>> begin
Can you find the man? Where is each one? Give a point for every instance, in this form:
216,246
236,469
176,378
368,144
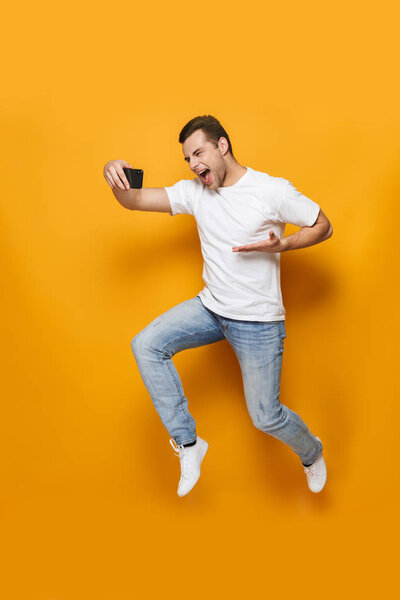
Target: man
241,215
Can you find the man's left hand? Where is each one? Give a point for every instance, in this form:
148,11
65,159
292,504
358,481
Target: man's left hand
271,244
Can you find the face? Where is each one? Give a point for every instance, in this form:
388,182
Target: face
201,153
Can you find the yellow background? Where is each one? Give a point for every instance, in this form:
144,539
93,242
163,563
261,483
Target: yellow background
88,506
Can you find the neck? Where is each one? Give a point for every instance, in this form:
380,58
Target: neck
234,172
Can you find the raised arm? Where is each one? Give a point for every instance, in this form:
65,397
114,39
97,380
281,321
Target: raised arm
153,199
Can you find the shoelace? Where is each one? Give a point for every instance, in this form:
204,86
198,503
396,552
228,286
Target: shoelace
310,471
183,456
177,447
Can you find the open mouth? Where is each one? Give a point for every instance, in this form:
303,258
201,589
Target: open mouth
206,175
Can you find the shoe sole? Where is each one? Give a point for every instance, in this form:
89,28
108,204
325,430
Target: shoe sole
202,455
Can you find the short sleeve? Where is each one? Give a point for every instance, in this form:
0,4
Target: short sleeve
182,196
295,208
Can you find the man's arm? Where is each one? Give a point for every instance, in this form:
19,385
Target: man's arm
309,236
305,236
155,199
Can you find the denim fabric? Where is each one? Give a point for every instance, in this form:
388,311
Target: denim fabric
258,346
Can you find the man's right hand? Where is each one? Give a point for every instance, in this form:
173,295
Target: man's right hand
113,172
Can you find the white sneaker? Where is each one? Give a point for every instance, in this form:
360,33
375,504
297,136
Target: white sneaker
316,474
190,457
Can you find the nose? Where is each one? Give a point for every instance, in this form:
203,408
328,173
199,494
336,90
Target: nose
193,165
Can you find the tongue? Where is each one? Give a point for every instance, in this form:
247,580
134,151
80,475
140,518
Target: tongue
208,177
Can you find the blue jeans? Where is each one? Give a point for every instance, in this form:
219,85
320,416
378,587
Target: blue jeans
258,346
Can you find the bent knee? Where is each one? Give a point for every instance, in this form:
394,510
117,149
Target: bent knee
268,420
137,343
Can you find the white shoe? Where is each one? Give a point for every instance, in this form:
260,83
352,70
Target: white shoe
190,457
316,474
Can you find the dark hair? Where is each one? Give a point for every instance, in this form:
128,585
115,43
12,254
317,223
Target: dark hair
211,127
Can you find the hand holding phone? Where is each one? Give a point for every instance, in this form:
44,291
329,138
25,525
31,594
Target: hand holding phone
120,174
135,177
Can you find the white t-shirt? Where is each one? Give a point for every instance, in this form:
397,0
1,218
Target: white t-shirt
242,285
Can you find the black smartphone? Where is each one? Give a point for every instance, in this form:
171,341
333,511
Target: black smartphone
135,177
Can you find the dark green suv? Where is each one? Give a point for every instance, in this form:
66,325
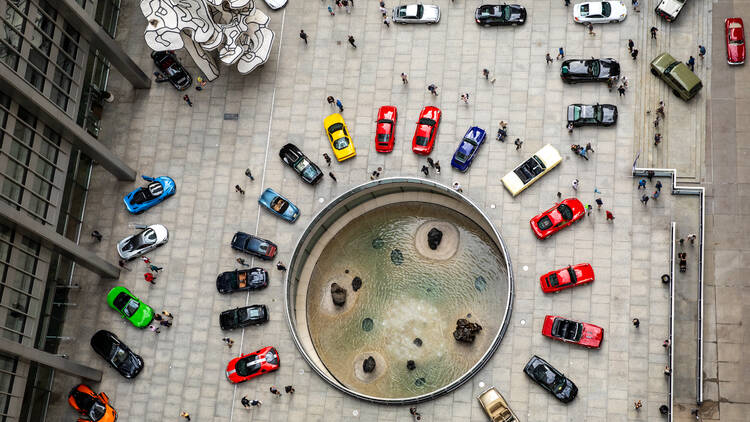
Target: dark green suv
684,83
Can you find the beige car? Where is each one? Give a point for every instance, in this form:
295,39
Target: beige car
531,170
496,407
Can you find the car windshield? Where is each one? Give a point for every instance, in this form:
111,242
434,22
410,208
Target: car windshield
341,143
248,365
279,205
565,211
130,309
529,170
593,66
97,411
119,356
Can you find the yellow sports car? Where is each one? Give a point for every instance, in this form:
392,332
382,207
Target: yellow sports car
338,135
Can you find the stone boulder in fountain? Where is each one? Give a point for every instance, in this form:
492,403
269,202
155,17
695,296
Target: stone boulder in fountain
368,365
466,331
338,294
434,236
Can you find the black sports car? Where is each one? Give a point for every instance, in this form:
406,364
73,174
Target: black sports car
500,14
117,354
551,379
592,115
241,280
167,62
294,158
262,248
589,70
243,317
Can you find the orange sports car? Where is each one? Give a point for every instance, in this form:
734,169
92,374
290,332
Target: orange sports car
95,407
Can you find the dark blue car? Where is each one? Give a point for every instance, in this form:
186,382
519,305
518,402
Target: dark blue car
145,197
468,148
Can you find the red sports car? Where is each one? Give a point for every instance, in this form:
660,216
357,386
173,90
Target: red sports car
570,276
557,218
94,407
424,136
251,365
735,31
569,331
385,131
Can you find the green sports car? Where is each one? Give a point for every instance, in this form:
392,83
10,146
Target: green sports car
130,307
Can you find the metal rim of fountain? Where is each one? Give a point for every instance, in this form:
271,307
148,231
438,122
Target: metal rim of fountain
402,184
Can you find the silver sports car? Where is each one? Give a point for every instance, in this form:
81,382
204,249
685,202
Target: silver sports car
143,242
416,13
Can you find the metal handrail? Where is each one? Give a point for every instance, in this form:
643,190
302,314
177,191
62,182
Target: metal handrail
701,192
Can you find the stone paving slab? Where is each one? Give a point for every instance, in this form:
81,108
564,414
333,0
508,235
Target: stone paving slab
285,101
>> end
*Objective*
Rewrite all of the data above with "instance" replaced by "occurrence" wherever it occurs, keeping everything else unchanged. Leave out the pictures.

*Answer*
Can you find the man? Where is each one? Give a point for every occurrence, in this form:
216,246
236,469
176,378
368,144
Target: man
241,215
Can you find the man's left hand? Where is each one? Give a point for every occurrence, in this form:
148,11
65,159
292,504
358,481
Target: man's left hand
271,244
Can you find the face? Where is each one? Give a point for every occurrence, in this form:
388,182
Target: face
201,153
Can you find the yellow background? Where is each one? Give a point for every occurrence, in this form:
144,539
93,242
163,563
261,483
Target: yellow background
88,506
Can you find the neck? Where is each one? Give a point for every occurrence, in this form:
380,58
Target: neck
234,172
Can you find the raised arm? Where is each one? Give a point for every occurrence, in this form:
65,397
114,39
97,380
281,321
Target: raised arm
153,199
Can you find the shoelace? Where is each one? Give a point for every occurrence, in this form:
204,86
198,503
396,552
228,286
Target: shoelace
310,471
183,456
177,447
Can you find the open mouth? Where is each one? Give a point for every occurrence, in this form:
303,258
201,589
Target: open mouth
206,175
Can you find the shoe sole? Where is each one? Give a point for every occurrence, in this form:
89,28
108,204
325,430
Target: shoe sole
202,455
Can you find the short sleeve? Where is each one? Give a point for every occurrence, in this form:
0,4
Target: short sleeve
182,196
295,208
Can you find the man's arm? Where is each one? Give a point for every occurrence, in this form:
19,385
Target: man's arm
309,236
305,236
155,199
Can you find the denim fabric? Where is each one? Give a point for every occurrence, in this form:
388,311
Target: denim fabric
258,346
Can you find the man's right hand? Where is each one? Give a point for every occurrence, in this form:
173,295
Target: man's right hand
113,172
Can you find the white sneaker? Where is each one? Give a point for every occurrence, in this form:
360,33
375,504
297,136
Target: white sneaker
316,474
190,457
Can you find the nose? Where is each one? Give a point for every occurrence, in this form:
203,408
328,173
199,494
336,90
Target: nose
193,165
Can you find the tongue? Where is each one? Give a point for every occurrence, in this form:
247,580
134,151
80,475
140,518
Target: tongue
208,177
Can you find the blue jeans? Where is each one? Give a point for every occurrence, in this form:
219,85
320,416
378,587
Target: blue jeans
258,346
Can you find the bent knee? Where is each one? Give a point for every occurrence, in this form:
394,510
117,149
Target: bent knee
268,420
137,343
Can you find the white shoe? Where is each one? Give a point for every occurrence, in this form:
260,83
352,70
Target: white shoe
190,457
316,474
Can you find the dark hair? Where is each one? Give a point for every occurrence, in this form:
128,585
115,43
12,254
317,223
Target: dark hair
211,127
Can you find the hand holding phone? Where is each one? Give a point for every occurrence, in this form:
44,291
329,138
25,525
31,594
Target: hand holding phone
120,174
135,177
Can you find the white t-shirt? Where is each one? Give a point for every occurrence, in this form:
397,0
1,218
Target: white t-shirt
242,285
Can you find the black smartphone? Where is each one? Give a point for every occurrence, in this form:
171,341
333,511
Target: black smartphone
135,177
Can you find the dark green suv? Where is each one? Give a point for every occurrence, in this form:
66,325
Target: dark green suv
684,83
Can you find the beige car? Where is each one? Give a point for every occurrence, in this form:
295,39
Target: beige car
531,170
496,407
Can you find the car windshield? Where is each one? Give a point for every occurrence, in this form:
111,242
434,22
410,208
Target: car windshield
341,143
248,365
279,205
565,211
130,309
529,170
593,66
97,411
119,356
Can you find the yellow sports car? Where is each one? Give a point for every occurrence, in this form:
392,332
382,207
Target: yellow sports car
338,135
Can you find the stone boulder in fountain? Where is each one? Give a point for every occurrence, in this form:
492,403
269,202
155,17
695,296
Target: stone boulder in fountain
368,365
466,331
338,294
434,236
Can you find the black sports car? Where is each one? Give a point for every occurrence, in this form:
406,364
73,174
Target: black sports car
500,14
117,354
551,379
592,115
241,280
167,62
294,158
262,248
589,70
243,317
Can you find the orange sports car? Where is each one? Give a point for every occurrence, in this form:
734,169
92,374
290,332
Target: orange sports car
95,407
Can you find the dark blue car? Where is each one? Give a point for every occurrence, in this form:
186,382
519,305
518,402
Target: dark blue car
145,197
468,148
Can you find the red sports car? Where is each one? Give a point for every occurrence, in this form:
660,216
357,386
173,90
Target: red sports car
570,276
557,218
94,407
424,136
251,365
735,31
569,331
385,131
Can you find the green sports car? Where is each one? Give a point for every occurrence, in this form:
392,83
10,146
Target: green sports car
130,307
Can you find the metal rim of fountain? Where is each one? Give a point for every occurrence, in this form:
271,307
148,231
438,122
Target: metal rim of fountain
402,184
Can you find the silver sports car? Where is each one? Give a point for every occurrence, in this form:
81,382
204,249
685,202
Target: silver sports car
143,242
416,13
Can you find the metal handrail? Where is each one? Give a point for every occurrence, in this form:
643,190
302,314
177,191
62,182
Target: metal handrail
701,192
Can you find the stone paving slab? Where is each one? Give a point for every occurrence, in this form:
81,108
564,414
333,0
508,235
Target: stone paving slab
285,101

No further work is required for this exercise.